> _TRECHO DE ORIGEM_:
============

A versão de um campo de poderes social mafioso surge na cidade do Rio de Janeiro na segunda década do século XXI. No Brasil, a ciência social não detém recursos intelectuais para desenvolver a percepção e a reflexão sobre o fenômeno em tela. ou não quer. Neste ensaio, anúncio, apenas, o abc do fenômeno mafioso carioca.
Qual o contexto histórico do surgimento do fenômeno mafioso carioca? Ao contrário da Sicília, não é o surgimento da ideia de Estado moderno ou estatização do campo de poderes social e político.
No Rio, a desintegração da estatização do campo de poderes local fornece o contexto para o surgimento da máfia carioca que vem ocupar o vazio deixado pelo fenômeno supracitado. O narcotráfico é o pretexto para a constituição do campo de poderes mafioso das <mil repúblicas do crime>.
O campo de poderes mafioso se faz e refaz a partir da lógica do <poder territorial animal>. Poder que exerce a função de ordem e controle social da população que habita o campo de poderes mafioso.
Como na Sicília, o campo de poderes mafioso ancora em uma economia conhecida como miliciana. Tal fenômeno é produção de uma nova sociedade, pois, é preciso sublinhar o surgimento de uma classe média que nasce como efeito da economia do campo de poderes mafioso. Trata-se de uma classe média provida de uma moralidade criminosa, que não é parte da estatização do campo de poderes local da ordem jurídica da Constituição 1988.

============

> _MATERIAL FORNECIDO_:
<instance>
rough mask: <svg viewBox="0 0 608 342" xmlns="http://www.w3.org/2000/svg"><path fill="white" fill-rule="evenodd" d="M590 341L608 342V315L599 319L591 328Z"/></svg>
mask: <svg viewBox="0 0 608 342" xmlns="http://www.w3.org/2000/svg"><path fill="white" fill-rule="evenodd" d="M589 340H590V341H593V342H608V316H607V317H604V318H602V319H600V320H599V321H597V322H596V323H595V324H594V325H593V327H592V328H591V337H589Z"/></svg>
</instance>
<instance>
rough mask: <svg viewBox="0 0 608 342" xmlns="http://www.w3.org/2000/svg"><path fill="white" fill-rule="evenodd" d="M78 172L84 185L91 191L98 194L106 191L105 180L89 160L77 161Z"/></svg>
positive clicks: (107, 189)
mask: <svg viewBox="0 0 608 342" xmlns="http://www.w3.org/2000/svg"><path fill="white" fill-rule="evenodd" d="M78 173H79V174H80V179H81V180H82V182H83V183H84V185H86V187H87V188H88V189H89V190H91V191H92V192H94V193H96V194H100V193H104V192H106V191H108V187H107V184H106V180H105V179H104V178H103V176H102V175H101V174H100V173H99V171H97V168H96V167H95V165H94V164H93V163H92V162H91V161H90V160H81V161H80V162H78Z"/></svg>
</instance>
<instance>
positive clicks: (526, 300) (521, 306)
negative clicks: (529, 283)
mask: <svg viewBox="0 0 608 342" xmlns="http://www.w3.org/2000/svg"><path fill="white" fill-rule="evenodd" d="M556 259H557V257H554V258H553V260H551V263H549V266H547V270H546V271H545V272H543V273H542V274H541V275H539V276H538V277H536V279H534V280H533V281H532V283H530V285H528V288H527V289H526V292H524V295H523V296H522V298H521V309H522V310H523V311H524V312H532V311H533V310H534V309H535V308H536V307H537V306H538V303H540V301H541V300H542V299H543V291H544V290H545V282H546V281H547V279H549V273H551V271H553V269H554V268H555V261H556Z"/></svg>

============

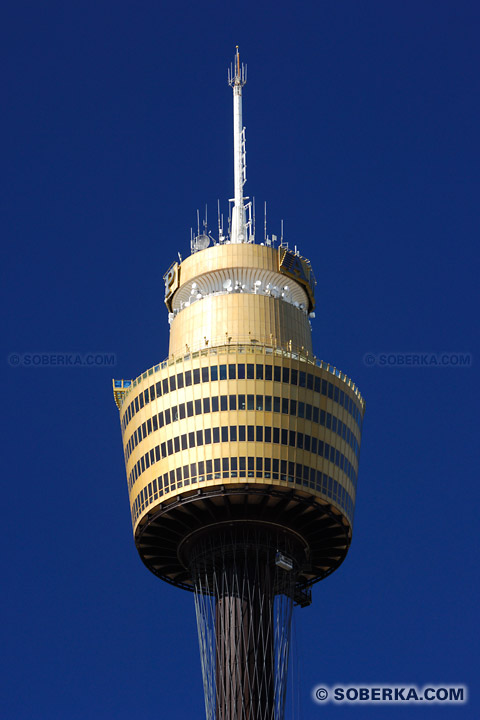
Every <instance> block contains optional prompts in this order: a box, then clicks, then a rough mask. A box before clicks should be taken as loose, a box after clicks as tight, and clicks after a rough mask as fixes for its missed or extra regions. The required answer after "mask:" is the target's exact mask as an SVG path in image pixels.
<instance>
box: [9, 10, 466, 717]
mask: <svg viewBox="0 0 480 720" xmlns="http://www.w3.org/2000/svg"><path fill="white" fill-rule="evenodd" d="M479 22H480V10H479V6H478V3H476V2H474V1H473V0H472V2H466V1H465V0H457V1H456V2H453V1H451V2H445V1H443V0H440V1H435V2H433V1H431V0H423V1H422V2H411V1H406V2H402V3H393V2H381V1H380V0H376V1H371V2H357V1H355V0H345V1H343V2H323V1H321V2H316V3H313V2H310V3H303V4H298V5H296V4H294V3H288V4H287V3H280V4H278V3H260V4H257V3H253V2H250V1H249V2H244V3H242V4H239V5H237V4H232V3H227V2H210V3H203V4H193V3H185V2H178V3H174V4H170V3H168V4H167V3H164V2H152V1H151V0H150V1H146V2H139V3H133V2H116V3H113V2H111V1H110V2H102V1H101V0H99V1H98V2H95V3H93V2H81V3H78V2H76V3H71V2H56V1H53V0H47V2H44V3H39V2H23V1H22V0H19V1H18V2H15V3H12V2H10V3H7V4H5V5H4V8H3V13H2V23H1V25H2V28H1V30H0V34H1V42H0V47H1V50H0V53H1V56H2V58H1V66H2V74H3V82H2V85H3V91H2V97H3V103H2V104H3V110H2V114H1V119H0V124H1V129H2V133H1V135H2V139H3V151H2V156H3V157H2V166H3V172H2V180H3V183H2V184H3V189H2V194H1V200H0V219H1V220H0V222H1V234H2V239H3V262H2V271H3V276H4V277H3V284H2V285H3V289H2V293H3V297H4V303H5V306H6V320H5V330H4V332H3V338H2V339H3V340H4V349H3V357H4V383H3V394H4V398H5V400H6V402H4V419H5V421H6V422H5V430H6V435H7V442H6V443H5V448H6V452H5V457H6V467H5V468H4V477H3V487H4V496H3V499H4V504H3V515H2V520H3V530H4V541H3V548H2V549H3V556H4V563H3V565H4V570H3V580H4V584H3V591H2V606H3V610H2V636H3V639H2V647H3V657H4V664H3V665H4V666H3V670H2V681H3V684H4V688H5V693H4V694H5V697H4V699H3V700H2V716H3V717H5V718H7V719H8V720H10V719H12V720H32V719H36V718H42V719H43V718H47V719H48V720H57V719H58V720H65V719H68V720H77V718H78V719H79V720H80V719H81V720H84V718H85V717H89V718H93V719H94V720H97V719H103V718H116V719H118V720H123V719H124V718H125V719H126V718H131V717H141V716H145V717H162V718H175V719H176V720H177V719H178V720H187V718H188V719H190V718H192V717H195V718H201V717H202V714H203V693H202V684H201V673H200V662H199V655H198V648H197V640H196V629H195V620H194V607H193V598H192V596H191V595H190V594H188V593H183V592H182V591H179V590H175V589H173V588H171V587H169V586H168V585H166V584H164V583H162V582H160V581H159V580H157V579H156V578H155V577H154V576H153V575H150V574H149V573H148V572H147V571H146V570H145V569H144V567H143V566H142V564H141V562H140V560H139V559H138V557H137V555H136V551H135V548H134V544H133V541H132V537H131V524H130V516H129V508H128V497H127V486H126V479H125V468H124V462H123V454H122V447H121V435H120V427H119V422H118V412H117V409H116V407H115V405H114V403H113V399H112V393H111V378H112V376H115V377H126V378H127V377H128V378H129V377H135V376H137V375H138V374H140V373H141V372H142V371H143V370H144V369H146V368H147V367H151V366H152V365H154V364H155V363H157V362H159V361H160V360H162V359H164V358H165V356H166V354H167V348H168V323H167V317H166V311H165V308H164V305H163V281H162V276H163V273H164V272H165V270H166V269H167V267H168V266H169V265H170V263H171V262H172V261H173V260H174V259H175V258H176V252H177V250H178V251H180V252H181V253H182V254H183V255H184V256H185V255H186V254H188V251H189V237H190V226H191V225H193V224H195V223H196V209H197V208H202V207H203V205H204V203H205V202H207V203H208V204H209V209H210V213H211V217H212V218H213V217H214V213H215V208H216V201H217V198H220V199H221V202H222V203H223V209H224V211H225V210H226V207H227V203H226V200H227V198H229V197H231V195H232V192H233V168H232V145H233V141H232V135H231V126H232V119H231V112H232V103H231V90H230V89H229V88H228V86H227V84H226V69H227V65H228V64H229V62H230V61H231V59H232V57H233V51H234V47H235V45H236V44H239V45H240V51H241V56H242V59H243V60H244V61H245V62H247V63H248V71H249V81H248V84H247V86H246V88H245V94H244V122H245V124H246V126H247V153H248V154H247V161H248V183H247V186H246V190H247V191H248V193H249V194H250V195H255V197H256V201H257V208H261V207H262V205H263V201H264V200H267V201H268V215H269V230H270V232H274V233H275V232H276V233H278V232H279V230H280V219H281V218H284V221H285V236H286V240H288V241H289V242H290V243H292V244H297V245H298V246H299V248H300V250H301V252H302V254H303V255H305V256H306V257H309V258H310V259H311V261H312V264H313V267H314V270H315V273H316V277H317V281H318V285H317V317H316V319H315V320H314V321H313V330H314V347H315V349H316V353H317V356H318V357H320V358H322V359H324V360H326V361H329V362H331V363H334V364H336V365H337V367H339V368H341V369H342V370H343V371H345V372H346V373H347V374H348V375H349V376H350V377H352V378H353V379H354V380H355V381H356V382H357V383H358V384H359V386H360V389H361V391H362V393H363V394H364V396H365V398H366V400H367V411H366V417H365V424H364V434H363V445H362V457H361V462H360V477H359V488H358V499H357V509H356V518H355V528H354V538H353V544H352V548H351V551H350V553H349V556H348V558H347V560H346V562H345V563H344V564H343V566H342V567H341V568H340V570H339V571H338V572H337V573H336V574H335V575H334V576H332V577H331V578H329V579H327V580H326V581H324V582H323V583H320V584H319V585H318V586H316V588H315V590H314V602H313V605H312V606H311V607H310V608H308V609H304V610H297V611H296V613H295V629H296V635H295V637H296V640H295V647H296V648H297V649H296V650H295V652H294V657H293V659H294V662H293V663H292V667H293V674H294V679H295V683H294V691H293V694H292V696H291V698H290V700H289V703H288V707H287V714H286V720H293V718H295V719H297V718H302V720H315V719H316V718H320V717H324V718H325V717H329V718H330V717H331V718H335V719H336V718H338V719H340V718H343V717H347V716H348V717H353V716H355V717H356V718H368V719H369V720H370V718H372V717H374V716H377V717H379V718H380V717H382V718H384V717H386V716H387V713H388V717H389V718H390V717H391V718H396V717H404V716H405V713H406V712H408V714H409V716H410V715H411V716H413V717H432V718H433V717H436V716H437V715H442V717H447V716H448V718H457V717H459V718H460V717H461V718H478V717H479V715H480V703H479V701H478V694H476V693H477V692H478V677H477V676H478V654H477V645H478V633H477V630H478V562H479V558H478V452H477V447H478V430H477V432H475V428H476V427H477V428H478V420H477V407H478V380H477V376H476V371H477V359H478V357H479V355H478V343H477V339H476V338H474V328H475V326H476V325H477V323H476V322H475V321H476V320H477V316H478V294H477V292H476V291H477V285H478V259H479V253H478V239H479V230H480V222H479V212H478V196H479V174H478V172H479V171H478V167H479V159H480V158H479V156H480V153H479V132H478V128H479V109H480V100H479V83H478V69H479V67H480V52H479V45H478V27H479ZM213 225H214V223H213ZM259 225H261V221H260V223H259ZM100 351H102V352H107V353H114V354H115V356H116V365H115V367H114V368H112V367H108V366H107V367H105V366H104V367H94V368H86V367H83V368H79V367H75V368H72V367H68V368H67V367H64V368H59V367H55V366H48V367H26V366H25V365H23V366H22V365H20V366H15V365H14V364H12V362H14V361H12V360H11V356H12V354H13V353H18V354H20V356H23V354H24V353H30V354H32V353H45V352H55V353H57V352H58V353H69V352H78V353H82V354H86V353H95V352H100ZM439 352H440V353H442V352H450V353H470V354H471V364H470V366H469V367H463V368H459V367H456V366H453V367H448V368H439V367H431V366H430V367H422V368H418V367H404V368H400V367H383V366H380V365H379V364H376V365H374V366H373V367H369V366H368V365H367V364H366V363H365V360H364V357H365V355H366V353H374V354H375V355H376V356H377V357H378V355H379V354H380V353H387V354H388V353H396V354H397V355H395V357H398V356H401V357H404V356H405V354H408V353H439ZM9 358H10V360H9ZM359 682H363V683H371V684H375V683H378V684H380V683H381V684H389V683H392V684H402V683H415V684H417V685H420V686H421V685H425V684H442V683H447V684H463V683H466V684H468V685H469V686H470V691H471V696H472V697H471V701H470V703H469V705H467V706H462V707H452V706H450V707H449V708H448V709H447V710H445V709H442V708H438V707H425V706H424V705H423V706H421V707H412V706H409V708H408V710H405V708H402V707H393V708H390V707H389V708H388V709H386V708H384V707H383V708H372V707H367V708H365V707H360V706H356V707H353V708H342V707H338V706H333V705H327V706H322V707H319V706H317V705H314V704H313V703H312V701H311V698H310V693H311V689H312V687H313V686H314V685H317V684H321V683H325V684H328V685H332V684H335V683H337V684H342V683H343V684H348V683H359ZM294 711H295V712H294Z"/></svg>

============

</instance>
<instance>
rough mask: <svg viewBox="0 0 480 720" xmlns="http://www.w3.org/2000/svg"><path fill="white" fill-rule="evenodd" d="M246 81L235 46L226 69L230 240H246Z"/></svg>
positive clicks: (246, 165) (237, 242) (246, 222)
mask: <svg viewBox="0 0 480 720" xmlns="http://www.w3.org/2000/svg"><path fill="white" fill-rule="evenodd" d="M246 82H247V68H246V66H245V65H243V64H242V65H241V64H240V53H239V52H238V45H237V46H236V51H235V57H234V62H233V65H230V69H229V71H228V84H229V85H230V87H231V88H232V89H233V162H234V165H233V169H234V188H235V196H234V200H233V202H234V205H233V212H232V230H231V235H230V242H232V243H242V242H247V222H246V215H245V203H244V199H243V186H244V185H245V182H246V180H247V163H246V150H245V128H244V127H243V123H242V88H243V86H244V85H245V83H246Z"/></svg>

============

> _INSTRUÇÕES DA TAREFA_:
a: Pode extrair, sem nenhuma alteração, a parte do texto sobre a máfia carioca que começa em "O campo de poderes mafioso se" e termina em "habita o campo de poderes mafioso."?
b: Continue o texto sobre a máfia carioca a partir da última frase apresentada.

> _RESPOSTAS DO EXERCÍCIO_:
a:
O campo de poderes mafioso se faz e refaz a partir da lógica do <poder territorial animal>. Poder que exerce a função de ordem e controle social da população que habita o campo de poderes mafioso.

b:
O campo de poderes mafioso tem como alavanca a história neoliberal nacional do governo Michel Temer e do parlamento que derruba a presidente Dilma Rousseff em 2016. Em 2013, um movimento de massas carioca denunciou a desagregação do Estado local e foi duramente combatido pelo governo de Sérgio Cabral, que se constitui em uma organização criminosa política. É o início da desestatização do campo de poderes social e político local. O MDB noir é o partido político que prepara o surgimento do campo de poderes mafioso pelo alto.
A história do campo de poderes mafioso carioca ainda precisa ser escrita. Todavia, a soberania popular 2018 foi um motor que pôs o campo de poderes mafioso local nas estruturas do Estado nacional, com a vitória do outrora capitão do Exército e deputado federal Jair Messias Bolsonaro e de uma força prática parlamentar mafio-neoliberal. Aí começa a aceleração da desestatização do campo de poderes legal 1988 e, pari passu, a privatização neoliberal desse campo por um campo de poderes mafioso.    
Há que se pensar, acuradamente,  a hegemonia do modelo político mafioso no lugar do modelo político oligárquico a partir da produção da política brasileira pela soberania popular 2018.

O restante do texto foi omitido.